** Given text **
--
My kids hurt my feelings all the time, but no more so when
they accuse me of trying to poison them with rotten food. I don’t. However, in
an effort to be thrifty, I do sometimes serve them delicious meals with mature
ingredients. Apparently I’ve done this enough times to where they now have the
audacity to question my cooking.
“Is this food rotten?” one of them
will ask.
“It’s not rotten.” I will respond,
my heart broken. “I would never serve you rotten food. That’s disgusting.”
Unconvinced, they will then rummage
in the trash like a night beast. “Bro! The package on these little weenies says
the due date was, like, five days ago!”
“But that doesn’t mean they’re
rotten! I’ve told you this before, eating food after the ‘sell-by’ date is not
the same thing as eating spoiled food.”
“I’m not eating this. This is
poison.”
“It’s not that poisonous - the
preservatives, yes, those might be toxic at high temperatures - but I would
never feed you actually rotten food!”
And I wouldn’t, and, as any retired
grocer will tell you, the “sell-by” dates are not some magic day when food
suddenly becomes toxic. As Jerry Seinfeld famously taught us in one of his
early jokes, it’s not as if the cows all get together and decide when the milk
is going to spoil. In fact, despite living in a country with all kinds of rules
governing all kinds of human behavior, outside of baby formula, there are no
federal regulations concerning food freshness. Thus, milk that is taken off the
shelves in one state and deemed unsuitable to drink might stay on shelves for
days later in a less bougie state where people have more respect for hard
working cows.
--
** Supplied data **
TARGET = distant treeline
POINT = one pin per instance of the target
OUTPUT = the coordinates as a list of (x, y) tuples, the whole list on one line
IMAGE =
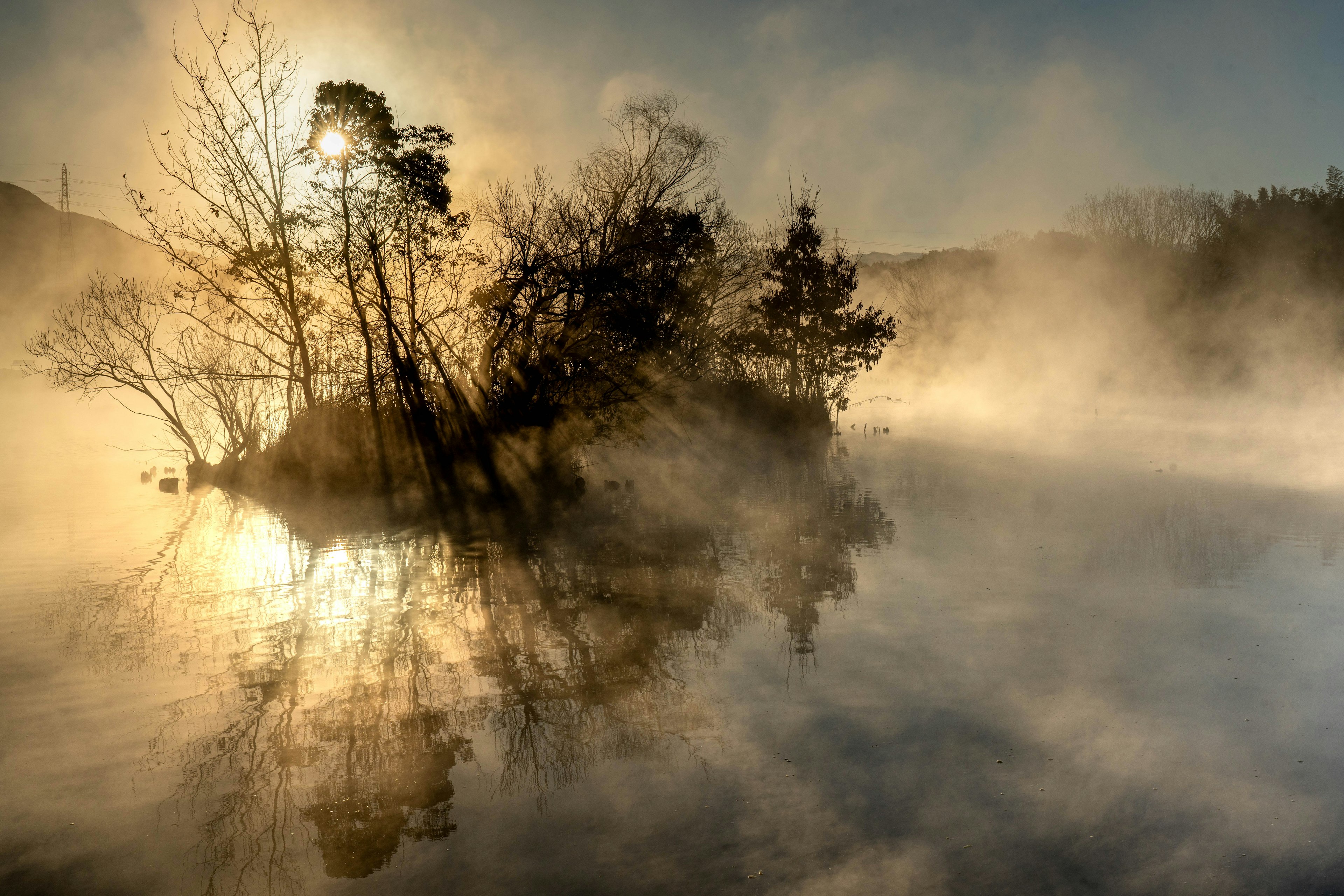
--
** What is required **
Rewrite the part of the passage about sell-by dates above that opens with the words containing "My kids hurt" and closes with "question my cooking.", putting "frugal" in place of "thrifty".

** Your solution **
My kids hurt my feelings all the time, but no more so when
they accuse me of trying to poison them with rotten food. I don’t. However, in
an effort to be frugal, I do sometimes serve them delicious meals with mature
ingredients. Apparently I’ve done this enough times to where they now have the
audacity to question my cooking.